In your copy, repeat the records exactly and leave out the pictures.

=== PROVIDED RECORDS ===

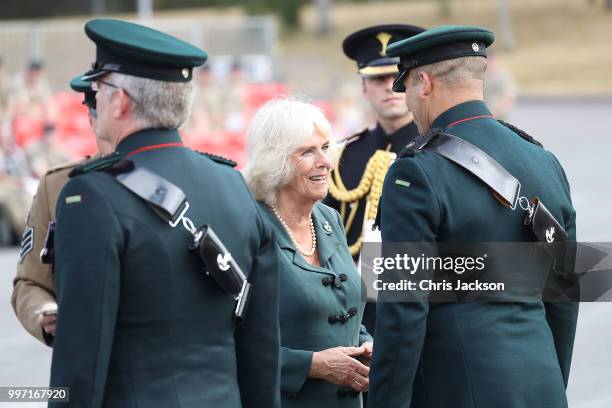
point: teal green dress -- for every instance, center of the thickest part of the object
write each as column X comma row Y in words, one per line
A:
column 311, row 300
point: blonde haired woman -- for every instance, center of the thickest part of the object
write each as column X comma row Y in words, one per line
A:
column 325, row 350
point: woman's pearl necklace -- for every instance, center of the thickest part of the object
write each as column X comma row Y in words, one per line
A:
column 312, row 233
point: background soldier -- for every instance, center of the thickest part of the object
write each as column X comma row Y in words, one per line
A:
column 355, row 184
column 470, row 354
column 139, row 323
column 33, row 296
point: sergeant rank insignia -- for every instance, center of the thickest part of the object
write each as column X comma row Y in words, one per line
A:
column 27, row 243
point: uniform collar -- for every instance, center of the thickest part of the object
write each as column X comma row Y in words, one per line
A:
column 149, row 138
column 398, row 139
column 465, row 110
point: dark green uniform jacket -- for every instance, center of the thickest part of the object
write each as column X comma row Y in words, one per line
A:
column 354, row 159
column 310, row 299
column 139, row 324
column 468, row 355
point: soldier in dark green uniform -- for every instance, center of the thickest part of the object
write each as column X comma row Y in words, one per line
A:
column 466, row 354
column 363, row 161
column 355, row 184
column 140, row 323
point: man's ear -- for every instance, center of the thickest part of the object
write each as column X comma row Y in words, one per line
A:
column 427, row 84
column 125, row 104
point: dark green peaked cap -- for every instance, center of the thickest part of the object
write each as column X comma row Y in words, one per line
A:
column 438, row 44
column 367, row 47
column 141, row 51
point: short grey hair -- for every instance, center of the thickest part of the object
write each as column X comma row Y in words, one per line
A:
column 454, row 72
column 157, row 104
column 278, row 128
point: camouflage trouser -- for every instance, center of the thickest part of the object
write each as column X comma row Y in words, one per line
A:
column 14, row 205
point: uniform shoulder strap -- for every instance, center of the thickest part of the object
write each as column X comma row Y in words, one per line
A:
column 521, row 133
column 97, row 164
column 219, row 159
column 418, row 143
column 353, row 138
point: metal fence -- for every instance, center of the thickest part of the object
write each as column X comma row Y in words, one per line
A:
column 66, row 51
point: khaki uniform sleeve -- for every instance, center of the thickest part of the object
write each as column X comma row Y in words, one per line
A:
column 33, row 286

===

• _THE OUTPUT_
point: teal green dress -- for every instance, center of the thickest part of the object
write each as column X comma row Y in words, one per line
A:
column 311, row 300
point: blonde haired woman -- for every instance, center of the thickest part of the object
write each as column X comma row Y in words, one per line
A:
column 325, row 350
point: woman's pearl necklace -- for every instance, center of the thickest part of the object
write each as column X comma row Y in words, one per line
A:
column 312, row 233
point: background soldier -- for every instance, center of the thickest part of the object
write each as column X comma row Y in words, one per line
A:
column 355, row 184
column 470, row 354
column 139, row 323
column 33, row 296
point: sergeant rank insignia -- for every instance, center of the thickest part of the object
write each as column X comma row Y in words, one per line
A:
column 27, row 243
point: uniform collar -- for every instance, center of the thickest part of the object
write each as column X comma row Y in words, one per line
A:
column 149, row 138
column 398, row 139
column 465, row 110
point: dark green uniform jacket -- for every instance, center of the thickest part of the object
write each as column X comma row Y in words, one per line
A:
column 354, row 159
column 310, row 299
column 139, row 324
column 468, row 355
point: soldier in dark green uniform -- for every instance, center of the thickest part of the object
write each as column X comma row Y in words, one per line
A:
column 466, row 354
column 363, row 161
column 355, row 184
column 140, row 323
point: man's ear -- for every instance, center of the thickest part of the object
write each as column X comma row Y in words, one per line
A:
column 427, row 84
column 125, row 104
point: dark green peaked cap -- for every instance, center of the thickest part of the object
write each as column X comma row Y in words, one per line
A:
column 438, row 44
column 367, row 47
column 141, row 51
point: short grey hair -- for every instance, center of the thickest part of the object
write each as column X comma row Y in words, one per line
A:
column 454, row 72
column 157, row 104
column 278, row 128
point: camouflage trouser -- for every instance, center of the thickest part of the object
write each as column X comma row Y in words, one per line
A:
column 14, row 205
point: uniform shoulder strap -- for every instance, center of the thickest part of the object
write each as column X comma row Y in words, one per line
A:
column 521, row 133
column 97, row 164
column 219, row 159
column 418, row 143
column 353, row 138
point: metal fence -- for every instance, center of the thickest part of the object
write each as column X comma row Y in words, one per line
A:
column 66, row 51
point: khaki uniform sleeve -- for every instance, center of the thickest part of the object
write each as column X comma row Y in words, one per line
A:
column 33, row 286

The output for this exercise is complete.